Reproduce all of the records below verbatim, leaving out the pictures.

Excerpts from a location annotation dataset:
*-*-*

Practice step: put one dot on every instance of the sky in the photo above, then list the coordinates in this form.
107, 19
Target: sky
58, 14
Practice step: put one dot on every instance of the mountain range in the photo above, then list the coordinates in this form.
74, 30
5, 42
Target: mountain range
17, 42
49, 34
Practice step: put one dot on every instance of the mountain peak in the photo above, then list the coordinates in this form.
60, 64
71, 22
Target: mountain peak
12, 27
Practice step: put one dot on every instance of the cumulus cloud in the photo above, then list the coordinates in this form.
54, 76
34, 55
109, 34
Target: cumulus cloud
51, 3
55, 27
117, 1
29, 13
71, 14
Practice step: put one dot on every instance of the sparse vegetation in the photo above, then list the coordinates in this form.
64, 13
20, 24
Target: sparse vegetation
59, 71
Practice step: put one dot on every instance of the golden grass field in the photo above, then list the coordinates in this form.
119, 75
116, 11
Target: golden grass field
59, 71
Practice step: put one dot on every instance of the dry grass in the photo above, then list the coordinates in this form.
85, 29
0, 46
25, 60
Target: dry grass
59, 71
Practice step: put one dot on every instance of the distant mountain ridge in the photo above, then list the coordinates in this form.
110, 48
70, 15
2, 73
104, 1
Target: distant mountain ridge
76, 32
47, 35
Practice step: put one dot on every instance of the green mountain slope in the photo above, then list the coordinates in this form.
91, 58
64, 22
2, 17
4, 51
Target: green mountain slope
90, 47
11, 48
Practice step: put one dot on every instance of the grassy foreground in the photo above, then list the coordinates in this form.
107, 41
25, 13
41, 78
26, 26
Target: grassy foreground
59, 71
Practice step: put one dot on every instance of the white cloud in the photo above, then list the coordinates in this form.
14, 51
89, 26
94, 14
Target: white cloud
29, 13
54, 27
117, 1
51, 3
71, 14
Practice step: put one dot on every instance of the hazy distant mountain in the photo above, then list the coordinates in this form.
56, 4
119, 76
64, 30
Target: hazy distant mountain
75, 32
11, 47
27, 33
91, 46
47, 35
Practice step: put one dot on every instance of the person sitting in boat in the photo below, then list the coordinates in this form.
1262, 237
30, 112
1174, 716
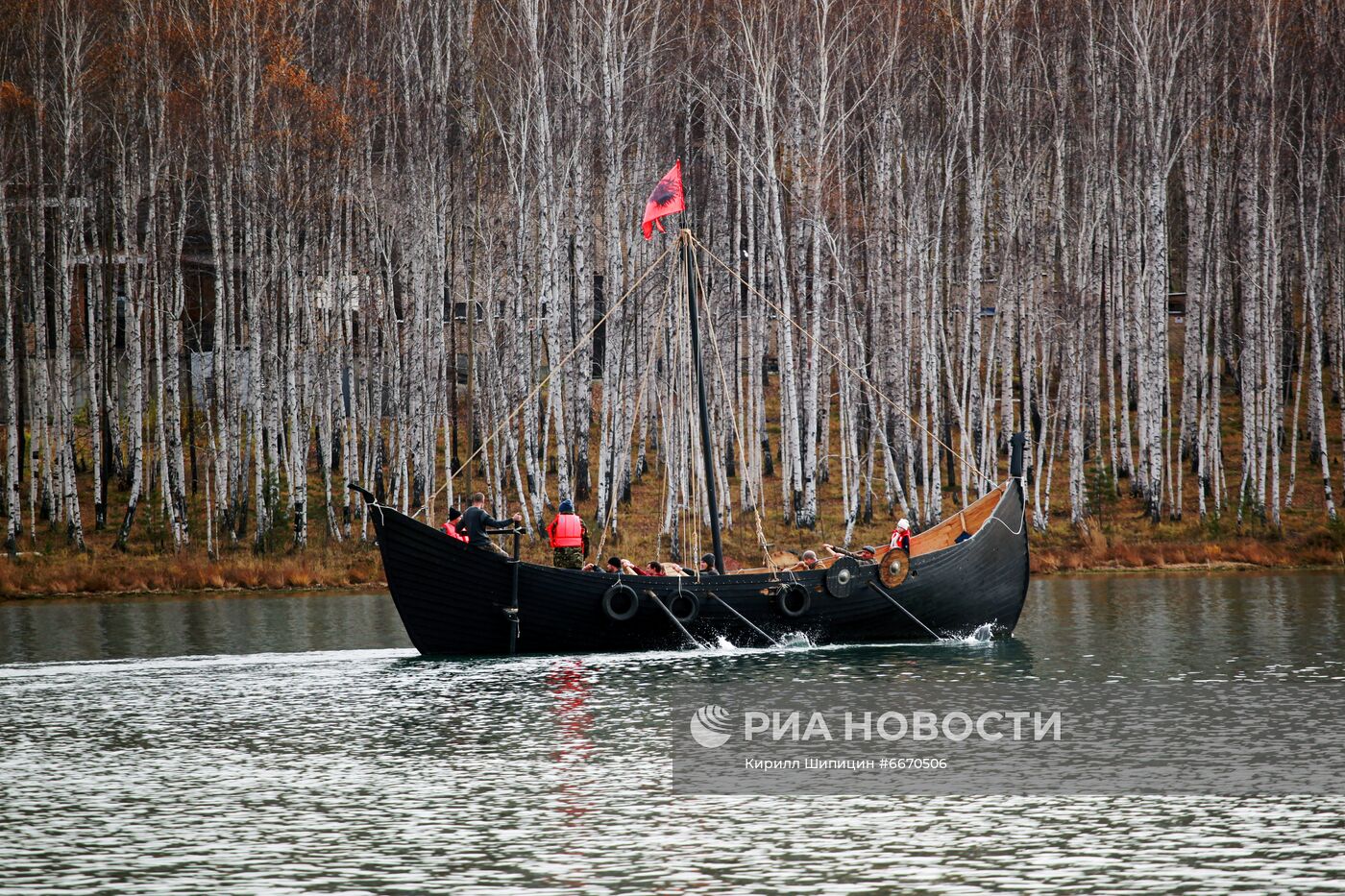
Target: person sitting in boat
901, 536
569, 537
475, 522
810, 561
451, 526
623, 566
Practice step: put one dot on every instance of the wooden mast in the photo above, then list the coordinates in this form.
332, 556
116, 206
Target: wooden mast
689, 271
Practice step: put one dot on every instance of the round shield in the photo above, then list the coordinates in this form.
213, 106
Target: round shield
843, 576
893, 567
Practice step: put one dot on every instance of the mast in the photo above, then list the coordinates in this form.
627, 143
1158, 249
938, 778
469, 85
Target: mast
708, 455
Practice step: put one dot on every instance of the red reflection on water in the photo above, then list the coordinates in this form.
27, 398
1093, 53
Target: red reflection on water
571, 684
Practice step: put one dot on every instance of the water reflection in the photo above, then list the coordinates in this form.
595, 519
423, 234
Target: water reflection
296, 744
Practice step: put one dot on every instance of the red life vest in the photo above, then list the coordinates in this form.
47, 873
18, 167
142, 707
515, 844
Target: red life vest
567, 530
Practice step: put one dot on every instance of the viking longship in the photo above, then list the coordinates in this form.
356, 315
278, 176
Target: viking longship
965, 573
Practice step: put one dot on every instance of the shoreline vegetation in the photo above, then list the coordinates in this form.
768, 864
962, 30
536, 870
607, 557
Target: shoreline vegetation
107, 572
251, 254
178, 577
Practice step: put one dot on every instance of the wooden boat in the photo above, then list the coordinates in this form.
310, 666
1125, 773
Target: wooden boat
457, 600
460, 600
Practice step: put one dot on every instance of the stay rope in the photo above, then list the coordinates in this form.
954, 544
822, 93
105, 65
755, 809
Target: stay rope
547, 379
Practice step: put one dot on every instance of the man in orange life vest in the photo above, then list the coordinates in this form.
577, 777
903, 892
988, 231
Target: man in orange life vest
901, 536
451, 526
569, 539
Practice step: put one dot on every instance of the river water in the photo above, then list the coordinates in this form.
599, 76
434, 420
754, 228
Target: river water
293, 744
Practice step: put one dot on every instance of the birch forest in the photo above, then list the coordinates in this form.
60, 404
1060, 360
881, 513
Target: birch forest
253, 251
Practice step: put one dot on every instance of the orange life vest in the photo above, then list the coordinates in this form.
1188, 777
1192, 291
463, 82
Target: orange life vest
567, 530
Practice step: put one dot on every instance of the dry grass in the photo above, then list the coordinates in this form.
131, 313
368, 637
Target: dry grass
111, 572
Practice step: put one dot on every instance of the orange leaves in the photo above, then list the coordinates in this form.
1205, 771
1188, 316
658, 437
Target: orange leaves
13, 98
296, 100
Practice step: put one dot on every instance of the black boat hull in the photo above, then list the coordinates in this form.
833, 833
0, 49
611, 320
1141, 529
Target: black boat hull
453, 599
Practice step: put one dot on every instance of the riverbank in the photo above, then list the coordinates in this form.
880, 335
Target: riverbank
354, 566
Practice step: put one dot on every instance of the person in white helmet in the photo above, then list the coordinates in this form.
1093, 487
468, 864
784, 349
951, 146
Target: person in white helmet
901, 536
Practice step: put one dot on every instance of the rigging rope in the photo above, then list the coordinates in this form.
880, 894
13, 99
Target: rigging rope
553, 369
838, 359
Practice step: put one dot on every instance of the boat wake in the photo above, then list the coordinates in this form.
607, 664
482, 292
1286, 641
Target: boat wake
984, 634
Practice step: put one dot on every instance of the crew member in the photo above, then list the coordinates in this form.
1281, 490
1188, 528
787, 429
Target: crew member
451, 526
475, 522
901, 536
569, 537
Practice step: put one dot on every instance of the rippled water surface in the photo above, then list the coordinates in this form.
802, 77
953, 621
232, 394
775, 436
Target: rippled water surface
298, 744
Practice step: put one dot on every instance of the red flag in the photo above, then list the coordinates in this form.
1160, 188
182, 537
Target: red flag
666, 200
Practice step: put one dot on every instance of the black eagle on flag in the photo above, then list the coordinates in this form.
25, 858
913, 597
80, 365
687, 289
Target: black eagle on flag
666, 200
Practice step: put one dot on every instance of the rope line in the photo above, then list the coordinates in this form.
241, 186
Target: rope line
551, 372
897, 604
841, 361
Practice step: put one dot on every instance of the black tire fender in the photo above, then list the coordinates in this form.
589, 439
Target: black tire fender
621, 603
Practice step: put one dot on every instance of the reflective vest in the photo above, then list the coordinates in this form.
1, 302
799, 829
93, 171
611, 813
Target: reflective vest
567, 530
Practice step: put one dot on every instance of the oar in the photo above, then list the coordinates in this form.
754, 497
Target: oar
669, 614
746, 620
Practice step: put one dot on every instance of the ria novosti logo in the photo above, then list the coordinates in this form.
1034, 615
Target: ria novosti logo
710, 725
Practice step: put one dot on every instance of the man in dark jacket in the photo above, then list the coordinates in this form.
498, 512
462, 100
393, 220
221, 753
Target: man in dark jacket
475, 521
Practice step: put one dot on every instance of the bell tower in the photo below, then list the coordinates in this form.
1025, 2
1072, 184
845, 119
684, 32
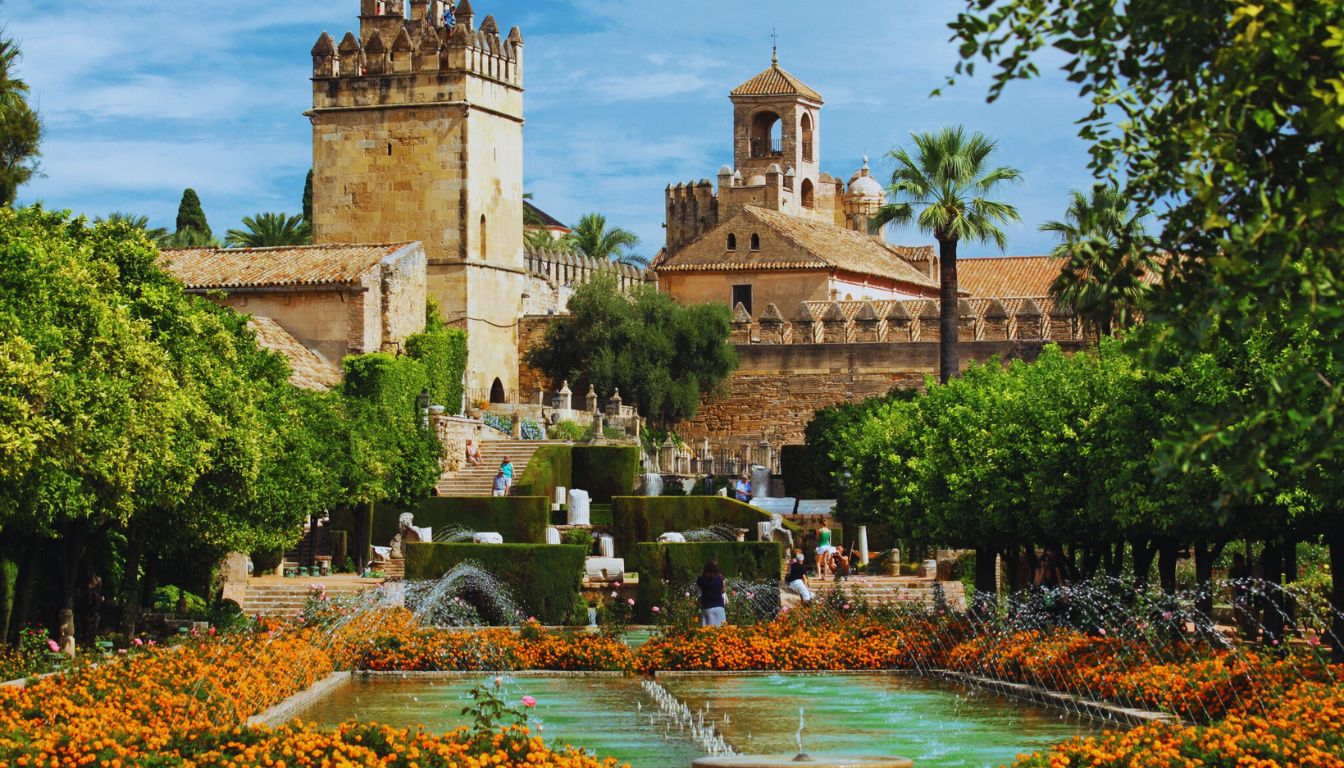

*-*-*

*WRITTEN ANSWER*.
Practice step: put one dot on every instance of the sky in the photo above, then list the coordinates in this form.
107, 19
Target: sky
58, 14
Practice step: put one dot on every instance of the mountain range in the photo above, then list the coordinates in this form.
74, 30
5, 42
Target: mountain range
17, 42
49, 34
Practice step: put one dot on every instance of the mountain peak in the photo above, then list the coordinates in this form.
60, 64
71, 22
Target: mountain peak
12, 27
Practice step: put one dot on every instance of the cumulus cloud in the photo above, then list the coordinates in this form.
54, 76
34, 55
109, 34
Target: cumulus cloud
51, 3
55, 27
117, 1
29, 13
71, 14
Practice step: put one dot on every instance of the sparse vegetation in the photo above, then list the coordinates in this form.
64, 13
20, 24
Target: sparse vegetation
59, 71
Practice step: put one dot on every instance of the golden grass field in the photo above, then list the coordinates in this form.
119, 75
116, 11
Target: golden grass field
59, 71
Practice step: put one dot on every instance of the dry grass in the photo above, then list the coordinates in this form.
85, 29
0, 46
25, 60
Target: dry grass
59, 71
Practice step: put one dot on every instance of the distant mountain ridge in the photo above, then list the coordinates in this form.
110, 48
70, 15
2, 73
104, 1
Target: distant mountain ridge
76, 32
47, 35
Practice step: put one dot on every instance of the green mountain slope in the photo above, then list the coordinates in this form.
91, 58
64, 22
2, 17
4, 51
Target: green mountain slope
90, 47
11, 48
Practice step: put one dot on every instance of the grassy foreground in the photo above, then list the coordinates in this form.
107, 41
25, 13
41, 78
26, 26
Target: grassy foreground
59, 71
Practice step: put one dot on every instance of the white cloud in the photo above, then list the coordinates in this form.
14, 51
89, 26
94, 14
Target: white cloud
29, 13
54, 27
117, 1
51, 3
71, 14
Practice step: put one dot on every instance of the hazy distant mountain in the photo above, then list the coordinates in this form.
56, 4
119, 76
64, 30
Target: hazy distant mountain
75, 32
11, 47
27, 33
91, 46
47, 35
Practice step: put one dot on every instance of the person sitting in boat in the photo below, then list the coordinates in this form.
1262, 237
30, 112
1174, 716
Target: person sitting in boat
901, 536
569, 537
475, 522
810, 561
451, 526
623, 566
Practice step: put one dot on every instance of the wooden mast in the photo above, then list the coordinates in this form.
332, 556
116, 206
Target: wooden mast
689, 271
Practice step: put one dot on every instance of the round shield in the photo above, then list the coordinates in this form.
213, 106
Target: round shield
843, 576
893, 567
Practice step: put one dot on every instance of the mast in the photo above, then list the coordinates in this form.
627, 143
1158, 249
938, 778
469, 85
Target: mast
708, 455
Practice step: put one dot on every instance of the red reflection on water in the photo above, then list the coordinates in this form.
27, 398
1093, 53
Target: red reflection on water
571, 684
Practice step: put one dot on every instance of the water reflection in the photo above, then list the coordinates in this form.
595, 519
423, 234
Target: water reflection
296, 744
Practice step: put one dot on every instance of the red life vest in the photo above, then list the coordinates in this form.
47, 873
18, 167
142, 707
515, 844
Target: red life vest
567, 530
Practice step: put one dot on every instance of the viking longship in the photo above, then list the coordinates in this form.
356, 315
278, 176
Target: viking longship
965, 573
Practice step: put one dot on every instance of the shoreline vegetation in the photo above, then list the coordinates in this form.
768, 864
962, 30
536, 870
607, 557
Target: shoreline vegetation
107, 572
251, 254
178, 577
Practice step: put one dot on every instance of the wooden boat in the photo above, then list the coordinates in this form.
310, 666
1125, 773
Target: wooden boat
457, 600
460, 600
Practice step: put one dot on every instance of the stay rope in the photo above, then list the coordinates in this form.
954, 544
822, 93
105, 65
755, 809
Target: stay rope
547, 379
Practice step: put one dot on every instance of the man in orange life vest in the photo above, then list the coordinates in this form.
577, 777
903, 892
988, 231
Target: man in orange life vest
901, 536
451, 526
569, 539
Practice step: put one dot on every instance of the river water in the photo above, then list the coordinates in this form.
599, 76
434, 420
754, 228
Target: river water
293, 744
Practice step: put one dot on every instance of the birch forest in the photo above, then list the coordinates in this form.
60, 404
1060, 360
881, 513
Target: birch forest
253, 251
Practice step: put one dot on every instance of the orange life vest in the photo above, then list the coordinates in this form.
1188, 777
1192, 291
463, 82
Target: orange life vest
567, 530
Practice step: put one dot on every instance of the dry grass in the photo above, then list the coordinates in this form.
131, 313
368, 637
Target: dry grass
111, 572
Practice step: put one dot on every instance of the orange leaves in the photo above, then list the coordinates in this form.
1205, 771
1188, 316
658, 437
Target: orange leaves
13, 98
296, 100
Practice step: put one dot on every instance of the black boat hull in the photo above, then list the coordinates in this form.
833, 833
0, 49
611, 320
1141, 529
Target: black boat hull
453, 599
Practice step: put one dot on every instance of the riverbank in the photo above, then list the coordinates in this form.
880, 335
Target: riverbank
354, 566
Practice step: put one dot on every instance of the person in white helmet in the photo above, then list the coordinates in this form.
1093, 487
468, 864
784, 349
951, 146
Target: person in white helmet
901, 536
Practice step: put one dot on every instance of the rigging rope in the photo above, then list the coordinates in this form.
880, 894
13, 99
Target: rigging rope
553, 369
838, 359
Practice step: put one dot on every instance of the boat wake in the photo above, then list the coordinates in this form.
607, 664
482, 292
1286, 641
Target: boat wake
984, 634
Practice step: put one dot on every instance of the crew member in the photo above, then list the coordinates in this form.
1281, 490
1188, 528
787, 429
Target: crew member
451, 526
475, 522
901, 536
569, 537
Practice step: put one dot on every instance of the rippled water surface in the photo above, then list the coordinates in this form.
802, 77
953, 621
232, 394
775, 436
Target: rippled water surface
298, 744
Practice step: put one dot on every instance of the red flag in the photo above, then list the coordinates in this form.
1160, 188
182, 537
Target: red flag
666, 200
Practice step: put one dot on every instance of the black eagle on flag in the photo above, then list the coordinates in this form.
25, 858
913, 597
80, 365
687, 289
Target: black eagle on flag
666, 200
Practice step: put one dot on every instance of the rope line in the photo above, then list the coordinates in this form.
241, 186
Target: rope line
551, 372
897, 604
841, 361
Practice step: put one dot on every instance of the black tire fender in the photo above, then list the coordinates in this form.
589, 439
Target: black tire fender
621, 603
Practice step: put one dot on every instance of the reflective vest in the photo above, then list the coordinates in this form.
1, 302
799, 829
93, 171
611, 813
Target: reflective vest
567, 530
Practice step: put one dot on every instance of the oar in the photo above, then list the coordinates in this form.
754, 497
Target: oar
669, 614
746, 620
Practice step: put one dot on every instance of the ria novosti logo in the photo above, then list the coordinates in this form.
1034, 615
Target: ria novosti logo
710, 725
Practice step: put one dot on every instance of the man in dark jacket in the photo above, then list the coordinates in this form.
498, 512
462, 100
393, 220
221, 753
Target: man in dark jacket
475, 521
Practice step: put one dot on every instance of the bell tower in the photo below, then list the coordinates in this form.
1025, 2
1072, 184
845, 119
684, 32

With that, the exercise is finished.